— BEGIN Extracted records —
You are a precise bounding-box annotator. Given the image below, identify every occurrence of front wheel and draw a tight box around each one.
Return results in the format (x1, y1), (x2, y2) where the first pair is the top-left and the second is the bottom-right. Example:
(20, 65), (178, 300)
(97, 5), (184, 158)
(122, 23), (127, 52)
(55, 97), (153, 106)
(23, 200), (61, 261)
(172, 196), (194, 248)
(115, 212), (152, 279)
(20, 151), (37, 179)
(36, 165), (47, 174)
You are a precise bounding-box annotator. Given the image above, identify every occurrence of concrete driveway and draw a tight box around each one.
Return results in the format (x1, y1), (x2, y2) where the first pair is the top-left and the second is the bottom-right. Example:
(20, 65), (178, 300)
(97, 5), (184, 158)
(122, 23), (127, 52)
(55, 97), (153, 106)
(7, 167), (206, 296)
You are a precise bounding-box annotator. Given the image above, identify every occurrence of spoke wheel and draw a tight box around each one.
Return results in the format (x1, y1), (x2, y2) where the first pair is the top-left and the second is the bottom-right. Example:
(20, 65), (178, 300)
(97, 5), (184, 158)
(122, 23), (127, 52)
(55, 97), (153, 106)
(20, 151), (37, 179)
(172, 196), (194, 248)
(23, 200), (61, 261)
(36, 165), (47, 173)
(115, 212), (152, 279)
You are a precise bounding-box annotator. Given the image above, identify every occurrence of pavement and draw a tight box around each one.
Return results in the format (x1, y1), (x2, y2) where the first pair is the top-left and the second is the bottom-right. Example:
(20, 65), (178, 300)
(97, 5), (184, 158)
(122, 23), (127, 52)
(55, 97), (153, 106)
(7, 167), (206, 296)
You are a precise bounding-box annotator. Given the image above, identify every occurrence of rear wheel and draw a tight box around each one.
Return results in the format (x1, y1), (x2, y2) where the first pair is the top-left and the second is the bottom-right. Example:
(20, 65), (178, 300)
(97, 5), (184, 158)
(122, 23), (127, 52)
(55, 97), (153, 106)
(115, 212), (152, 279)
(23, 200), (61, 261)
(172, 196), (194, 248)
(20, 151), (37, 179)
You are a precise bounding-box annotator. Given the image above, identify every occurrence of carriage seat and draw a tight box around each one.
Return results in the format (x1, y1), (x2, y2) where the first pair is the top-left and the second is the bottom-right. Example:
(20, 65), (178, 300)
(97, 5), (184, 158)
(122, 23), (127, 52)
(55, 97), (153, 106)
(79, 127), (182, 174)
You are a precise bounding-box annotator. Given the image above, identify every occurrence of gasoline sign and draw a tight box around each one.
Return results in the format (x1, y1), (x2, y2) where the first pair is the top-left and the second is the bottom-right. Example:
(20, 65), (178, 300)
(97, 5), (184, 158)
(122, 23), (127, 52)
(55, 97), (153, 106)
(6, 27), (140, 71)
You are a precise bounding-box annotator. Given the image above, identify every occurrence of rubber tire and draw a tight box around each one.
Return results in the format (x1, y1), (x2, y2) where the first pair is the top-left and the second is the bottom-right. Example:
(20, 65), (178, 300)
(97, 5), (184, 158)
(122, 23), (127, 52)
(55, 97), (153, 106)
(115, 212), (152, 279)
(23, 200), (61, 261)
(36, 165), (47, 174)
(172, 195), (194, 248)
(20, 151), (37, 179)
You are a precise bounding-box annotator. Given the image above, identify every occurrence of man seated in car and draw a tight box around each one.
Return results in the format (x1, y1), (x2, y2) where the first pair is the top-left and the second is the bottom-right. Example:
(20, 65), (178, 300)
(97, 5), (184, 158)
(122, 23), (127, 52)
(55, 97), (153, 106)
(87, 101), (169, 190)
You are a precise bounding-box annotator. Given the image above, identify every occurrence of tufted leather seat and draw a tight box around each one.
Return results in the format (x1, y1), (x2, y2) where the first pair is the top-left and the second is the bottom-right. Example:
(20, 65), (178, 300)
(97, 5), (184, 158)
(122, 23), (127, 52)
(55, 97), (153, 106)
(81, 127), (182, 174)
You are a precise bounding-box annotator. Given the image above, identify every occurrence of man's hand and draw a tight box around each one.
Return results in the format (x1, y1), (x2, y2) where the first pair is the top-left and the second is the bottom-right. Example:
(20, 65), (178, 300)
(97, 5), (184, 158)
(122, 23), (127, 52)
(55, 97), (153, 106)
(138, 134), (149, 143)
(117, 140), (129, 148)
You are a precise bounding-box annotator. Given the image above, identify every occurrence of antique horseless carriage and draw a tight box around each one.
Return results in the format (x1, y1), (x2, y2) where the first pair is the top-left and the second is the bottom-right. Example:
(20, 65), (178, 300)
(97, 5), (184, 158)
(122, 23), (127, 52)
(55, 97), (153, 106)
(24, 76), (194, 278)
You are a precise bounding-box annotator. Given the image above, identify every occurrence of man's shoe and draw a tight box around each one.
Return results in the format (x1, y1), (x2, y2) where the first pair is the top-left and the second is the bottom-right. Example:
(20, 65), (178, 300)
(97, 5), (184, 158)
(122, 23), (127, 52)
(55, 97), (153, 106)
— END Extracted records —
Reproduce the lines of the records above from the line containing "of man seated" through the line containing "(81, 127), (182, 174)", both included.

You are a precise bounding-box annotator. Given the image above, identify every occurrence of man seated in car and draw a tight box around each one.
Return results in the format (x1, y1), (x2, y2) where the first pair is the top-left and the second is the bottom-right. Example:
(20, 65), (178, 300)
(97, 5), (184, 158)
(122, 23), (127, 52)
(55, 97), (153, 106)
(87, 101), (169, 190)
You are a precise bounding-box annotator. Given the image above, identify every occurrence of tufted leather seat and draw a tight box around each one.
Return results in the format (x1, y1), (x2, y2) where the first pair is the top-left and the second is the bottom-right. Example:
(20, 65), (178, 300)
(97, 5), (184, 158)
(122, 23), (127, 52)
(55, 97), (153, 106)
(81, 127), (182, 174)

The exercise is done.